**Trecho fornecido**

• • • • •

Com a ascensão da Cultura Ostentação em 2008, as comunidades periféricas mostraram-se organismos bem receptivos ao capitalismo parasitário e, na esperança de sentirem-se incluídas na sociedade, cometeram o deslize de, sem saber, tornarem-se involuntariamente mercadorias.

Quando se vive às margens das cidades e parece que ninguém te vê ou escuta, há o desejo eminente de romper com a paralisia e fazer-se notável.  “O pobre é forçado a uma situação na qual tem de gastar o pouco dinheiro ou os poucos recursos de que dispõe com objetos de consumo sem sentido, e não com suas necessidades básicas, para evitar uma possível exclusão social e evitar a perspectiva de ser provocado e ridicularizado”, trecho retirado do livro Vida para o Consumo, também de autoria de Bauman.

Mas não basta consumir: para não sumirem novamente em meio ao mar de gente, há a necessidade de criar uma identidade e um estilo de vida que os diferenciem das demais mercadorias expostas nas vitrines.

• • • • •

**Itens fornecidos**
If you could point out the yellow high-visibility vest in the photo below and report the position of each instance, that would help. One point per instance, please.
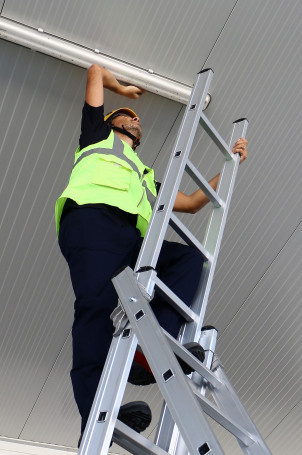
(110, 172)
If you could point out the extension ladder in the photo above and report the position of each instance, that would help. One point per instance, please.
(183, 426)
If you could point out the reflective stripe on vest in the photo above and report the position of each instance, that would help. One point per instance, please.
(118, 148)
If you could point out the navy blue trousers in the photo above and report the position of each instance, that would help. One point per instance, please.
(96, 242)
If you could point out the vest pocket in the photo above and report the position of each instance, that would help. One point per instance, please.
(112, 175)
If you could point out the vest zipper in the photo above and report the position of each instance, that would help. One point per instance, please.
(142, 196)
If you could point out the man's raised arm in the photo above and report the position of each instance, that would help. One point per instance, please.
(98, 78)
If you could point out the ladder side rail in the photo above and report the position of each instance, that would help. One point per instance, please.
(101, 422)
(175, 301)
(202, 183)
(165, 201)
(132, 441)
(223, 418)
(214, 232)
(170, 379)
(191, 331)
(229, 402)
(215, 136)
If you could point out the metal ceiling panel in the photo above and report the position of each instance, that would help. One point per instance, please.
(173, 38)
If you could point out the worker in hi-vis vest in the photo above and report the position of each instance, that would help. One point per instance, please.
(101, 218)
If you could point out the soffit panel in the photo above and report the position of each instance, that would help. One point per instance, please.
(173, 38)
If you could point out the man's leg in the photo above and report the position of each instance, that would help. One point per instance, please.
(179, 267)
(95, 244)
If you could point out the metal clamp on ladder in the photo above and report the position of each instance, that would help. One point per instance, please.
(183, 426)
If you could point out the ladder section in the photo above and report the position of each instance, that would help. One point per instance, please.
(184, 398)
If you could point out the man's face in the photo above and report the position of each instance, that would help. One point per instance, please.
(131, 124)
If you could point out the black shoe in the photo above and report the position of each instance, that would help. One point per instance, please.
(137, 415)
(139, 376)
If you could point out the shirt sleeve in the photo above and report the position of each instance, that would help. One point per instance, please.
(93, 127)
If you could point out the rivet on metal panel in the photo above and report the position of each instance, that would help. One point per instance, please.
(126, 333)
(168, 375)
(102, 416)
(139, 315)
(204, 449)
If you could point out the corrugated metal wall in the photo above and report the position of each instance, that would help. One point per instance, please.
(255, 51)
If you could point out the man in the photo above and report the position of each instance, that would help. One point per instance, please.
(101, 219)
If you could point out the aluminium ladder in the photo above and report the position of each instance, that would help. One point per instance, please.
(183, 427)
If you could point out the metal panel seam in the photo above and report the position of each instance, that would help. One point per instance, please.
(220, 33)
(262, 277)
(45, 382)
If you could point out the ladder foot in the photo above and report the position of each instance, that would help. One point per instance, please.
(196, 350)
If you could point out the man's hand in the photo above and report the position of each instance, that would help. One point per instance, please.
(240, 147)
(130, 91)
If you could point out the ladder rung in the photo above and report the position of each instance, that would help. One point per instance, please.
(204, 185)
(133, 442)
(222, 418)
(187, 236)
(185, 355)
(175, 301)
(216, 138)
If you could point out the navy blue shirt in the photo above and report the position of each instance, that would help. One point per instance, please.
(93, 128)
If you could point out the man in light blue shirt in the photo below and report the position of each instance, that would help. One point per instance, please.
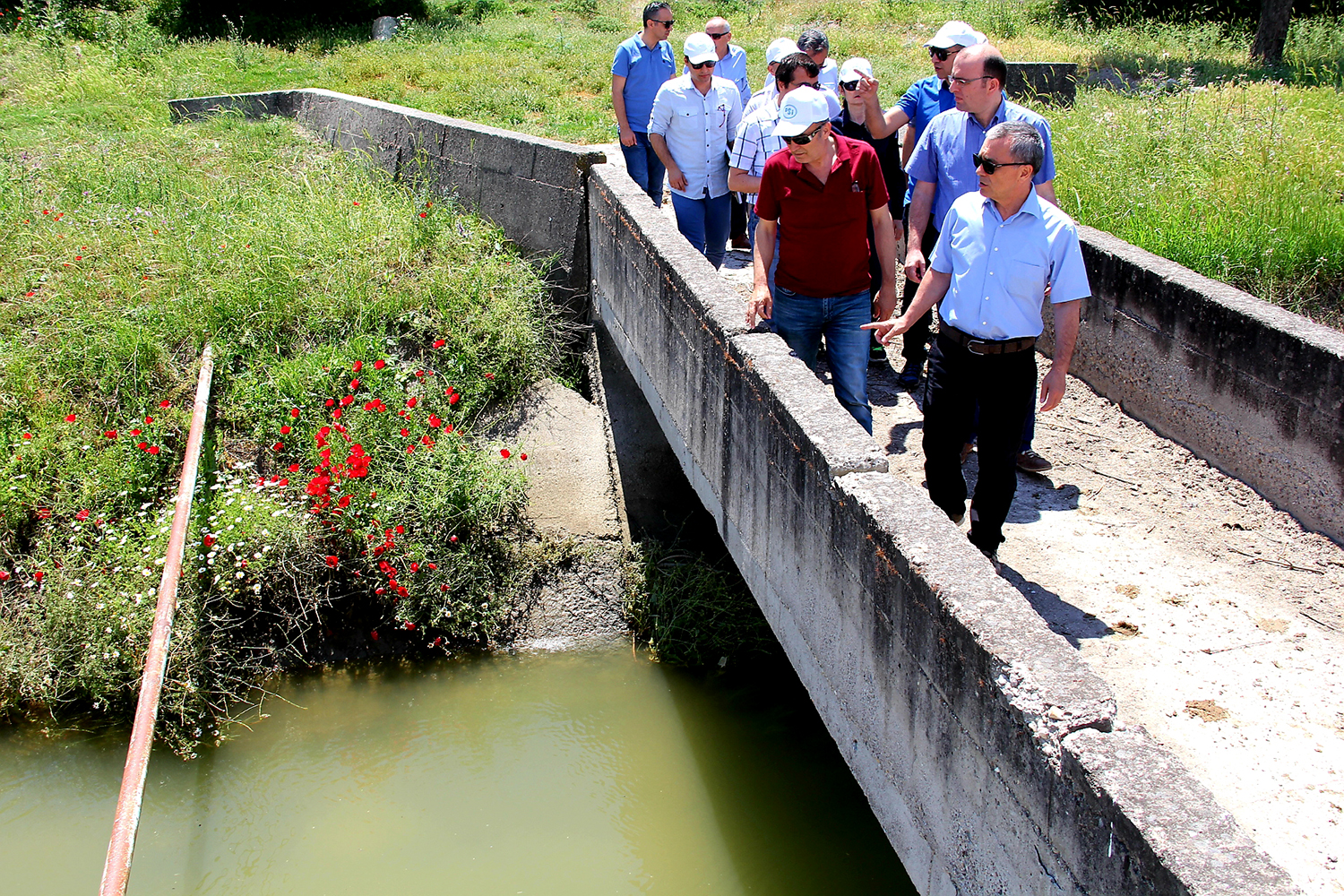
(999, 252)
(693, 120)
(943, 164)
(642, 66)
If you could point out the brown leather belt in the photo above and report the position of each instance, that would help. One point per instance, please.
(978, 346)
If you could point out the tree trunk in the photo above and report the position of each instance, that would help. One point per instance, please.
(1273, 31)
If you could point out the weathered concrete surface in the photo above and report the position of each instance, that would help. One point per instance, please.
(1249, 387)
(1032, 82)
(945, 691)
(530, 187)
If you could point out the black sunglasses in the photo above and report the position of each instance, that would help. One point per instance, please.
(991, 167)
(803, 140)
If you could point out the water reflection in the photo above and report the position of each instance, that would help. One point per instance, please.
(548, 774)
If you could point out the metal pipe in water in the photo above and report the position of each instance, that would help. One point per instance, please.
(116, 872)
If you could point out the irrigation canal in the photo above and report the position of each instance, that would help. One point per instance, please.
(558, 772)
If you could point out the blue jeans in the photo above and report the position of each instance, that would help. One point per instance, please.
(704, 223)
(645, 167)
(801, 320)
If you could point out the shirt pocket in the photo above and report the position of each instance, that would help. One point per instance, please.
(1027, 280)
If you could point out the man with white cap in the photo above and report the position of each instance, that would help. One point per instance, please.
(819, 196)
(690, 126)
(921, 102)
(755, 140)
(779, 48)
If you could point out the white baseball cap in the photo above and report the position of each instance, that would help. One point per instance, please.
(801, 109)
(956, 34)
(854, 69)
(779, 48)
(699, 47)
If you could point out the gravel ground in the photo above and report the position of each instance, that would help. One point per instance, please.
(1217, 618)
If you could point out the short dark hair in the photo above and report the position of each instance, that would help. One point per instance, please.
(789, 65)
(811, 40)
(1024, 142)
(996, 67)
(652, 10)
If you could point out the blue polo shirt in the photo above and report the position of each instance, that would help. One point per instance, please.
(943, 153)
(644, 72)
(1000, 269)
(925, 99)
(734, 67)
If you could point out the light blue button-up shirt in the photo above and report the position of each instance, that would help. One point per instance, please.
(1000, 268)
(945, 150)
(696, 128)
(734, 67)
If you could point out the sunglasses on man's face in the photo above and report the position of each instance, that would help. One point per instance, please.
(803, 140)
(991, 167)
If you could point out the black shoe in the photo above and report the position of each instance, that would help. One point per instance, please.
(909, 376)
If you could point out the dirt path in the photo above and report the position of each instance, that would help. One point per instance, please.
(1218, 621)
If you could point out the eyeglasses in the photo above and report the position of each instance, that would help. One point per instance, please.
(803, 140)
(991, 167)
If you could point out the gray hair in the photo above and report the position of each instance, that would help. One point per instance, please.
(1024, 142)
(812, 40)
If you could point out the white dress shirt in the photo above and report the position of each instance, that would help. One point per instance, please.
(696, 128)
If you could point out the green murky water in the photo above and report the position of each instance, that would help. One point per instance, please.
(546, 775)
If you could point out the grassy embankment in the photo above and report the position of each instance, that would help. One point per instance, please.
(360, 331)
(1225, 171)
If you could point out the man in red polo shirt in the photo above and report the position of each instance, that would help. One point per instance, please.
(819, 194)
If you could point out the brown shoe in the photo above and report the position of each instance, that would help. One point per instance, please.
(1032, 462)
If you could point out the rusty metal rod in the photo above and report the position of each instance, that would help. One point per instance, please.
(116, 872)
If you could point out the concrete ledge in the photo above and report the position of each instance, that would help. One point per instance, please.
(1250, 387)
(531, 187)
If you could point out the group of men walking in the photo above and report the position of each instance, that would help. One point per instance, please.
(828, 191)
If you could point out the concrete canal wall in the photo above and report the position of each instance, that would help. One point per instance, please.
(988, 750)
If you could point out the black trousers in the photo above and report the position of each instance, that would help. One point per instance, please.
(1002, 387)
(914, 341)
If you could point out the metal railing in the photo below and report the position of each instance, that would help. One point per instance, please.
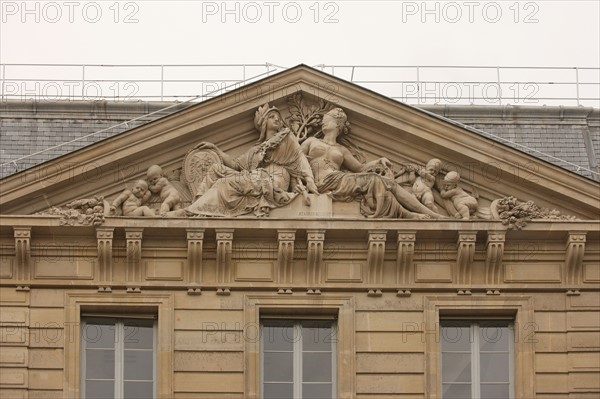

• • • • •

**Objetivo do exercício**
Responda às perguntas a seguir com base no trecho sobre a Cultura Ostentação.
1. Em que ano, segundo o trecho, se deu a ascensão da Cultura Ostentação?
2. Qual é o título do livro de onde foi retirada a citação?
3. Além de consumir, o que o trecho diz que é necessário criar?
Os itens constituem um material à parte do trecho.

**Resultado**
1. Em 2008.
2. Vida para o Consumo.
3. Uma identidade e um estilo de vida que os diferenciem das demais mercadorias expostas nas vitrines.